DIRECTIONS FOR THIS TASK: Rewrite only the stretch of items from the line containing "wanted | a marker on every instance of the floating" through the line containing "<point>336,203</point>". Keep every line, requests included, but multiply each answer point coordinate by 2.4 and round to whole numbers, halves up, leaving the request and sample lines unchanged.

Records from a point labeling set
————

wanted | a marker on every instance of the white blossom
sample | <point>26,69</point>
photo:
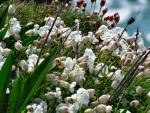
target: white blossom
<point>90,59</point>
<point>83,96</point>
<point>104,98</point>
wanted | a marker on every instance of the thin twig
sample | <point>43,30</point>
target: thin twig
<point>128,78</point>
<point>43,45</point>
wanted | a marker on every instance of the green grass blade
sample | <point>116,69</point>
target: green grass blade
<point>26,28</point>
<point>3,17</point>
<point>3,32</point>
<point>36,78</point>
<point>4,77</point>
<point>2,1</point>
<point>15,93</point>
<point>28,40</point>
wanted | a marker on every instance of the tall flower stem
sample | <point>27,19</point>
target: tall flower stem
<point>45,41</point>
<point>128,77</point>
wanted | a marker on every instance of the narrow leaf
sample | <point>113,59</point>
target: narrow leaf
<point>28,27</point>
<point>3,17</point>
<point>13,99</point>
<point>36,78</point>
<point>28,40</point>
<point>4,77</point>
<point>3,32</point>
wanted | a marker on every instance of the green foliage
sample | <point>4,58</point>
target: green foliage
<point>3,15</point>
<point>15,93</point>
<point>86,25</point>
<point>3,32</point>
<point>5,77</point>
<point>28,40</point>
<point>27,12</point>
<point>33,82</point>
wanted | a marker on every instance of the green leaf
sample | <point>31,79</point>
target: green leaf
<point>4,77</point>
<point>3,17</point>
<point>15,93</point>
<point>2,1</point>
<point>3,32</point>
<point>34,81</point>
<point>28,40</point>
<point>26,28</point>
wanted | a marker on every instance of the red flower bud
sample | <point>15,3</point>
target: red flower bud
<point>88,17</point>
<point>117,18</point>
<point>116,14</point>
<point>93,1</point>
<point>103,2</point>
<point>82,1</point>
<point>111,18</point>
<point>131,20</point>
<point>95,25</point>
<point>104,11</point>
<point>84,5</point>
<point>106,18</point>
<point>113,25</point>
<point>83,9</point>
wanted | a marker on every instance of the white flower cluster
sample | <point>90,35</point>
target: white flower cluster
<point>72,73</point>
<point>3,53</point>
<point>39,107</point>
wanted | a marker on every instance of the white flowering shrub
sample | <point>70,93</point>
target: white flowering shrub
<point>49,67</point>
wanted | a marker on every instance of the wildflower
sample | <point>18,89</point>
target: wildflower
<point>103,2</point>
<point>139,90</point>
<point>15,28</point>
<point>12,9</point>
<point>78,74</point>
<point>64,84</point>
<point>115,84</point>
<point>118,76</point>
<point>83,96</point>
<point>131,20</point>
<point>88,17</point>
<point>69,63</point>
<point>84,5</point>
<point>72,87</point>
<point>108,109</point>
<point>95,103</point>
<point>101,108</point>
<point>134,103</point>
<point>88,110</point>
<point>91,92</point>
<point>148,94</point>
<point>104,11</point>
<point>6,51</point>
<point>104,98</point>
<point>23,64</point>
<point>18,45</point>
<point>90,59</point>
<point>123,110</point>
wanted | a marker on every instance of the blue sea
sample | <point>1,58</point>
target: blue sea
<point>126,9</point>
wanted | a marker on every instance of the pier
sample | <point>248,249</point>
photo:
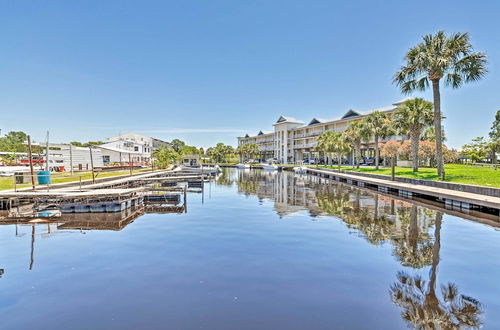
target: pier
<point>163,191</point>
<point>460,199</point>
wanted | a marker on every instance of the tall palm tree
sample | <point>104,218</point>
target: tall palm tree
<point>340,145</point>
<point>412,118</point>
<point>324,143</point>
<point>439,57</point>
<point>357,133</point>
<point>379,126</point>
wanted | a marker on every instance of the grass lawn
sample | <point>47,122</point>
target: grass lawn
<point>8,182</point>
<point>476,175</point>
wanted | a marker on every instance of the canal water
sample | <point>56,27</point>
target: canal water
<point>256,250</point>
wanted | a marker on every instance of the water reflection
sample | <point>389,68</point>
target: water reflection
<point>379,219</point>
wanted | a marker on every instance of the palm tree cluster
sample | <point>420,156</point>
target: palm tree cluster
<point>411,119</point>
<point>221,153</point>
<point>440,57</point>
<point>248,151</point>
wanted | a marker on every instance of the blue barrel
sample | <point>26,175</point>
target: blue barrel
<point>43,177</point>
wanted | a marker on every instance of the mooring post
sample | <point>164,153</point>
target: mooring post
<point>185,199</point>
<point>31,163</point>
<point>393,174</point>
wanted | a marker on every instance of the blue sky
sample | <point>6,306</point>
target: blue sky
<point>208,71</point>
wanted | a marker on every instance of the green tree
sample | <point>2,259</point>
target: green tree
<point>334,142</point>
<point>166,156</point>
<point>14,142</point>
<point>357,133</point>
<point>379,126</point>
<point>189,150</point>
<point>440,57</point>
<point>477,150</point>
<point>221,153</point>
<point>247,151</point>
<point>177,144</point>
<point>494,144</point>
<point>412,117</point>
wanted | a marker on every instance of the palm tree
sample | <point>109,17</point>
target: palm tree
<point>379,126</point>
<point>357,133</point>
<point>412,118</point>
<point>334,142</point>
<point>324,143</point>
<point>340,145</point>
<point>439,57</point>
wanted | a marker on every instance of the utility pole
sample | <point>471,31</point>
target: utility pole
<point>47,153</point>
<point>30,156</point>
<point>71,158</point>
<point>92,164</point>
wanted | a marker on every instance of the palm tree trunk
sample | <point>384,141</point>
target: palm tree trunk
<point>431,299</point>
<point>413,230</point>
<point>358,155</point>
<point>437,128</point>
<point>415,140</point>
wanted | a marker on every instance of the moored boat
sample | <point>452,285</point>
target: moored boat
<point>300,169</point>
<point>269,167</point>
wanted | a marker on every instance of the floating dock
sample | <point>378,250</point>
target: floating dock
<point>461,199</point>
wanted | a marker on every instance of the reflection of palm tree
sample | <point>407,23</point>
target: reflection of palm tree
<point>224,179</point>
<point>413,249</point>
<point>422,307</point>
<point>336,203</point>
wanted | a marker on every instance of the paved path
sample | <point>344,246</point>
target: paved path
<point>471,198</point>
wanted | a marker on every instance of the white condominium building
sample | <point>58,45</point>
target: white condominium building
<point>293,141</point>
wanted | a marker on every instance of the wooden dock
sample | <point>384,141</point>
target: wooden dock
<point>447,196</point>
<point>108,196</point>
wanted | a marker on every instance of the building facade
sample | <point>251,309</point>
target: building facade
<point>149,144</point>
<point>122,152</point>
<point>293,141</point>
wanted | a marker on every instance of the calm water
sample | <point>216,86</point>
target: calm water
<point>256,251</point>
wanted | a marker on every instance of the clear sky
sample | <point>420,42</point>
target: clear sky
<point>208,71</point>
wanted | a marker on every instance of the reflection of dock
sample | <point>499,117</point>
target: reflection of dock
<point>110,196</point>
<point>455,197</point>
<point>102,221</point>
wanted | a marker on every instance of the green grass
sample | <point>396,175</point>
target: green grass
<point>475,175</point>
<point>8,182</point>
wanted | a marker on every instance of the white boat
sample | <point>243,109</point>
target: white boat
<point>269,167</point>
<point>300,169</point>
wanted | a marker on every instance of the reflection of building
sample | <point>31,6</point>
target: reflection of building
<point>293,140</point>
<point>292,193</point>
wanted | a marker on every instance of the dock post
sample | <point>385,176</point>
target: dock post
<point>30,155</point>
<point>185,199</point>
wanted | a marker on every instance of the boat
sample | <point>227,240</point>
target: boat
<point>269,167</point>
<point>300,169</point>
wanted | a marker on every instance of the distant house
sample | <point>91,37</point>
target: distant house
<point>123,152</point>
<point>191,160</point>
<point>149,144</point>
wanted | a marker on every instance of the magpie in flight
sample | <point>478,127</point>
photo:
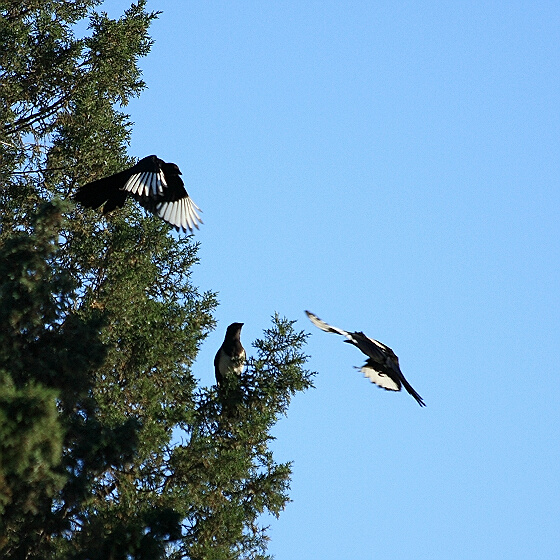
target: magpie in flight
<point>231,355</point>
<point>382,365</point>
<point>155,184</point>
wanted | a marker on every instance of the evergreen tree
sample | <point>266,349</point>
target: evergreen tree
<point>109,448</point>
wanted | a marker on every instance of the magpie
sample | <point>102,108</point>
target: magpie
<point>231,355</point>
<point>382,365</point>
<point>154,184</point>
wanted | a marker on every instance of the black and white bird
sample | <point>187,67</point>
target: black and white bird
<point>154,184</point>
<point>382,365</point>
<point>230,358</point>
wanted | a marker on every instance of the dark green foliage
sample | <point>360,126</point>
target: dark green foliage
<point>109,449</point>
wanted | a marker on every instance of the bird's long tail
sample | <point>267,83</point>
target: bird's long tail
<point>409,388</point>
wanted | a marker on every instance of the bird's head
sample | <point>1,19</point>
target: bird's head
<point>172,169</point>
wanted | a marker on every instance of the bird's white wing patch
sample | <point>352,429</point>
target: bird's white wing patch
<point>146,184</point>
<point>379,378</point>
<point>180,213</point>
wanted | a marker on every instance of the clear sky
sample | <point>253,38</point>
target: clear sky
<point>394,167</point>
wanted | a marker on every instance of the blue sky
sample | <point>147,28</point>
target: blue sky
<point>393,167</point>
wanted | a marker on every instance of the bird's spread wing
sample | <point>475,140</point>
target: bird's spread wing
<point>156,185</point>
<point>374,373</point>
<point>180,213</point>
<point>146,184</point>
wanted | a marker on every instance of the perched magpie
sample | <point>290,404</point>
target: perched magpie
<point>382,365</point>
<point>231,355</point>
<point>155,184</point>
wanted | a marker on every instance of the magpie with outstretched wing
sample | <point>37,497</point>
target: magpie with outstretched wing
<point>382,365</point>
<point>155,184</point>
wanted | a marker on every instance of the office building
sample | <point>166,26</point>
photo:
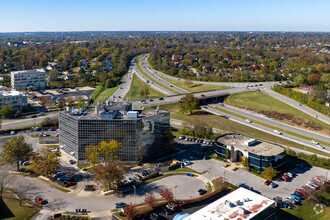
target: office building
<point>25,79</point>
<point>143,134</point>
<point>260,153</point>
<point>13,98</point>
<point>239,204</point>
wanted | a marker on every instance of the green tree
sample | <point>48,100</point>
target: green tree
<point>16,149</point>
<point>47,161</point>
<point>269,173</point>
<point>189,103</point>
<point>144,92</point>
<point>245,162</point>
<point>6,111</point>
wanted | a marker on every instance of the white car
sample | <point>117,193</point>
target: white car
<point>314,142</point>
<point>277,132</point>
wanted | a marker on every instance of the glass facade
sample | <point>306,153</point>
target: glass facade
<point>141,138</point>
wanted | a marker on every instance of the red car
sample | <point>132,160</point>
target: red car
<point>268,182</point>
<point>39,200</point>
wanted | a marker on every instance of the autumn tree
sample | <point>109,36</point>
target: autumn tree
<point>144,92</point>
<point>270,173</point>
<point>129,211</point>
<point>189,103</point>
<point>16,149</point>
<point>108,173</point>
<point>150,200</point>
<point>47,161</point>
<point>5,179</point>
<point>167,194</point>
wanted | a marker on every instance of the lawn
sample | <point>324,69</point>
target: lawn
<point>262,101</point>
<point>153,80</point>
<point>194,87</point>
<point>228,126</point>
<point>10,209</point>
<point>137,84</point>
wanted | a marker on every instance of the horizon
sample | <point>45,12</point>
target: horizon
<point>169,15</point>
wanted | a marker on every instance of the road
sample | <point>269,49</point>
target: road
<point>25,121</point>
<point>267,130</point>
<point>150,72</point>
<point>230,84</point>
<point>296,105</point>
<point>264,119</point>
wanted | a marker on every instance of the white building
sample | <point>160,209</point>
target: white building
<point>13,98</point>
<point>24,79</point>
<point>239,204</point>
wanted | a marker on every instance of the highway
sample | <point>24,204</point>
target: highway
<point>252,115</point>
<point>230,84</point>
<point>296,105</point>
<point>149,71</point>
<point>266,129</point>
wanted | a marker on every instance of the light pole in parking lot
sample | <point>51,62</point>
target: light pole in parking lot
<point>175,191</point>
<point>134,194</point>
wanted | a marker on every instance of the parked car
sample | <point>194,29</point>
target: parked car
<point>201,191</point>
<point>121,205</point>
<point>39,200</point>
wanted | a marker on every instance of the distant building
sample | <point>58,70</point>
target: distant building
<point>13,98</point>
<point>260,153</point>
<point>143,134</point>
<point>24,79</point>
<point>239,204</point>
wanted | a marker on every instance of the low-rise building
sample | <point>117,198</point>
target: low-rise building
<point>239,204</point>
<point>259,153</point>
<point>24,79</point>
<point>13,98</point>
<point>143,134</point>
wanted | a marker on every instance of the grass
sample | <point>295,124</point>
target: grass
<point>194,87</point>
<point>305,211</point>
<point>53,185</point>
<point>137,84</point>
<point>270,126</point>
<point>230,126</point>
<point>153,80</point>
<point>10,208</point>
<point>262,101</point>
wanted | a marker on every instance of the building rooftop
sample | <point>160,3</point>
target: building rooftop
<point>239,204</point>
<point>10,93</point>
<point>29,71</point>
<point>249,144</point>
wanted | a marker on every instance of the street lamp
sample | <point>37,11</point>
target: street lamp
<point>134,194</point>
<point>175,191</point>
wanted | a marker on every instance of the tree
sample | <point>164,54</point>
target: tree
<point>189,103</point>
<point>108,173</point>
<point>144,92</point>
<point>245,161</point>
<point>22,189</point>
<point>6,111</point>
<point>16,149</point>
<point>167,194</point>
<point>270,173</point>
<point>227,154</point>
<point>129,211</point>
<point>47,161</point>
<point>150,200</point>
<point>5,179</point>
<point>92,154</point>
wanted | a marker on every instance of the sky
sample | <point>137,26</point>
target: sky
<point>164,15</point>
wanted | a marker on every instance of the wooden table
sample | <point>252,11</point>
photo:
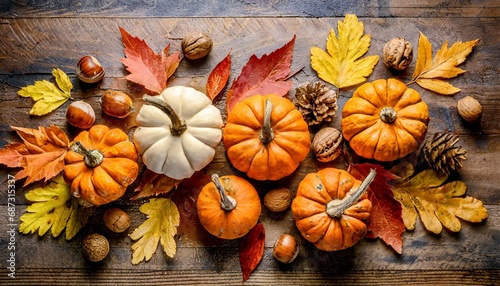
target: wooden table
<point>37,36</point>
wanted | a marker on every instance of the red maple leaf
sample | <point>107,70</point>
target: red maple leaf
<point>263,75</point>
<point>147,68</point>
<point>386,221</point>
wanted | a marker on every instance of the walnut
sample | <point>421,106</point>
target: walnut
<point>196,46</point>
<point>326,144</point>
<point>398,54</point>
<point>316,102</point>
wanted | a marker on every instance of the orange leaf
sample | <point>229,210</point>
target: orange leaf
<point>218,77</point>
<point>147,68</point>
<point>263,75</point>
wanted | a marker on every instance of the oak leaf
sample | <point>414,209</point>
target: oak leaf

————

THE RESPONSE:
wanted | a marker on every instance of the floating dock
sample | <point>378,250</point>
target: floating dock
<point>1106,478</point>
wanted | a marker on every instance of the reflection of palm tree
sample | <point>407,23</point>
target: reflection of palm tree
<point>538,430</point>
<point>991,598</point>
<point>1013,737</point>
<point>806,487</point>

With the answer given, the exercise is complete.